*Problem details*
In the entries below, the word "bush" appears on some lines. Copy each of those lines.

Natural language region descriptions
---
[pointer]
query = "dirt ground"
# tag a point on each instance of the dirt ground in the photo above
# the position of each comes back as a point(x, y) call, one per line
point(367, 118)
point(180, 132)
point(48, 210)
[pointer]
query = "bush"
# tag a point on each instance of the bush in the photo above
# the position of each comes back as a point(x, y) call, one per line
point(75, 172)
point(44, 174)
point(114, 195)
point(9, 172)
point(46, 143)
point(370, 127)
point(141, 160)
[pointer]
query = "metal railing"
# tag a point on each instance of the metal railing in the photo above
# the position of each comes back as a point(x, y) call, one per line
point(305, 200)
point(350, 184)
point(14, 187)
---
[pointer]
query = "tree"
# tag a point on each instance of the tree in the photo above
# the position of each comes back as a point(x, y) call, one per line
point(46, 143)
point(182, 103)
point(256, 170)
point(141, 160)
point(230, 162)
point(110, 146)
---
*Task answer*
query = "bush"
# tag a point on each instance of the bush in the photo above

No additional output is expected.